What to do:
Each record must appear in your answer exactly as it does below.

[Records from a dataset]
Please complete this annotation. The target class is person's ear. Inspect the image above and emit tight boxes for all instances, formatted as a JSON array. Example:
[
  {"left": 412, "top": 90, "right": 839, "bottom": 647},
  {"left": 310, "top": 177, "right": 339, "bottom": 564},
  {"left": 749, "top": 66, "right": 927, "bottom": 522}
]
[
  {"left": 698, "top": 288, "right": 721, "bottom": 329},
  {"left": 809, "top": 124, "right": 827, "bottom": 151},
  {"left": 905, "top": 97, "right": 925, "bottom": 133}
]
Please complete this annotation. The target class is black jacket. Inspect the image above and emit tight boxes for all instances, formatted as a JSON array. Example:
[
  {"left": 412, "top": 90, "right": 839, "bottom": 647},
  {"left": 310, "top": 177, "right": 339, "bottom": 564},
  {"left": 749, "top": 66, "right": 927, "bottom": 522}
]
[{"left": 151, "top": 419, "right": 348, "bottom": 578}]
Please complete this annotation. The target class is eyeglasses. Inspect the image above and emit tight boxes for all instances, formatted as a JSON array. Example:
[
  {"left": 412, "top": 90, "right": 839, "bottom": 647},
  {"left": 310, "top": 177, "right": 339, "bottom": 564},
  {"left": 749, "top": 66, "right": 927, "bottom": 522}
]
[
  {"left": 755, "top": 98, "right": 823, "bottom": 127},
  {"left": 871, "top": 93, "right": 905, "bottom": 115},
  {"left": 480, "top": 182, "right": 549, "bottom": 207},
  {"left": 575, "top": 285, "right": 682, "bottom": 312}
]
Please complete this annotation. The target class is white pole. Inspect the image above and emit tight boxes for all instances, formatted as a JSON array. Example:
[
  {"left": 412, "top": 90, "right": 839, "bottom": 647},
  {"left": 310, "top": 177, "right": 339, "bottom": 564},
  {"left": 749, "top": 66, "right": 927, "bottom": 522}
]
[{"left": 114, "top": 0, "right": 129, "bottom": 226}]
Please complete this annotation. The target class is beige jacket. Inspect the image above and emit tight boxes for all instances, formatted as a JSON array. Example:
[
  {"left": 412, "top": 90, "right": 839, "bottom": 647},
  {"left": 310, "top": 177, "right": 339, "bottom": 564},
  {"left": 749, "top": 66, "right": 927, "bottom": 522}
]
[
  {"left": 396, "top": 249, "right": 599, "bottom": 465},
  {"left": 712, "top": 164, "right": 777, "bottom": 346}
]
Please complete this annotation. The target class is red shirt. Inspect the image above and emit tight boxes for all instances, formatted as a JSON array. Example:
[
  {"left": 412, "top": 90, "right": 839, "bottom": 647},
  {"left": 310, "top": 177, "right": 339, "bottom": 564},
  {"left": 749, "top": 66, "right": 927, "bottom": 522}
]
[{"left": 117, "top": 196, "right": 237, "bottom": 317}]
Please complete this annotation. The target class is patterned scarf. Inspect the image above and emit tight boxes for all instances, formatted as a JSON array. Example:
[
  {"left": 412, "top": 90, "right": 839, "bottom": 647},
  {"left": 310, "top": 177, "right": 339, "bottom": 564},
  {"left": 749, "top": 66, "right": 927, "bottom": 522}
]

Expected output:
Please complete this annotation. The target class is person's ear. Inspect the image above and emit tight boxes for all instances, formatted as a JSON array. Example:
[
  {"left": 412, "top": 90, "right": 839, "bottom": 647},
  {"left": 310, "top": 177, "right": 339, "bottom": 564},
  {"left": 749, "top": 66, "right": 927, "bottom": 522}
]
[
  {"left": 698, "top": 288, "right": 721, "bottom": 329},
  {"left": 809, "top": 124, "right": 827, "bottom": 151},
  {"left": 905, "top": 97, "right": 925, "bottom": 133}
]
Please complete this annotation. The target class is black jacket. Inspect the image above and emit tight boxes for all instances, formatted as a JSON array. Example:
[
  {"left": 412, "top": 90, "right": 839, "bottom": 647},
  {"left": 310, "top": 177, "right": 339, "bottom": 564},
  {"left": 749, "top": 66, "right": 927, "bottom": 522}
]
[{"left": 151, "top": 419, "right": 348, "bottom": 578}]
Please complete this annotation. The target class is eyeglasses. Inspect the image above and emit tight boxes for all instances, formatted as a JSON array. Example:
[
  {"left": 412, "top": 90, "right": 839, "bottom": 647},
  {"left": 310, "top": 177, "right": 339, "bottom": 564},
  {"left": 749, "top": 66, "right": 927, "bottom": 522}
]
[
  {"left": 755, "top": 98, "right": 823, "bottom": 127},
  {"left": 871, "top": 93, "right": 905, "bottom": 115},
  {"left": 480, "top": 182, "right": 549, "bottom": 207},
  {"left": 575, "top": 285, "right": 682, "bottom": 312}
]
Please complete this annotation. The target class is white pole. Inspect the image above and emit tight boxes for all instances, formatted as a JSON array. Example:
[
  {"left": 412, "top": 90, "right": 839, "bottom": 647},
  {"left": 310, "top": 177, "right": 339, "bottom": 564},
  {"left": 749, "top": 66, "right": 927, "bottom": 522}
]
[{"left": 114, "top": 0, "right": 129, "bottom": 226}]
Please complete this annotation. The target class is beige jacket. Inspect the image above and emit tight boxes for all instances, formatted as a JSON array. Example:
[
  {"left": 412, "top": 90, "right": 839, "bottom": 647},
  {"left": 310, "top": 177, "right": 339, "bottom": 564},
  {"left": 749, "top": 66, "right": 927, "bottom": 522}
]
[
  {"left": 396, "top": 249, "right": 599, "bottom": 465},
  {"left": 712, "top": 164, "right": 777, "bottom": 346}
]
Please complete this annotation. The target class is red shirt. Inspect the image above and emit tight boxes for all instances, formatted as a JSON array. Example:
[
  {"left": 412, "top": 90, "right": 839, "bottom": 647},
  {"left": 310, "top": 177, "right": 339, "bottom": 564},
  {"left": 749, "top": 66, "right": 927, "bottom": 522}
]
[{"left": 117, "top": 196, "right": 237, "bottom": 317}]
Please complete this annotation. The target class is patterned scarf. Inspect the image above and emit tight boxes for all instances, formatted as a JSON array. Example:
[
  {"left": 412, "top": 90, "right": 839, "bottom": 647},
  {"left": 310, "top": 177, "right": 339, "bottom": 564},
  {"left": 749, "top": 66, "right": 927, "bottom": 522}
]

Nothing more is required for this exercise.